*** Opening of DATASET ENTRIES ***

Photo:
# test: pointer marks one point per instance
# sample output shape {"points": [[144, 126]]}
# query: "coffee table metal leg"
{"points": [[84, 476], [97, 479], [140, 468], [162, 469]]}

*** Close of DATASET ENTRIES ***

■ WHAT TO PRODUCE ■
All of the data above should be set down again exactly.

■ YOUR SOLUTION ■
Photo:
# test: pointer marks one point per instance
# sample output shape {"points": [[144, 126]]}
# query: "coffee table metal leg"
{"points": [[84, 476], [97, 479], [140, 468], [162, 469]]}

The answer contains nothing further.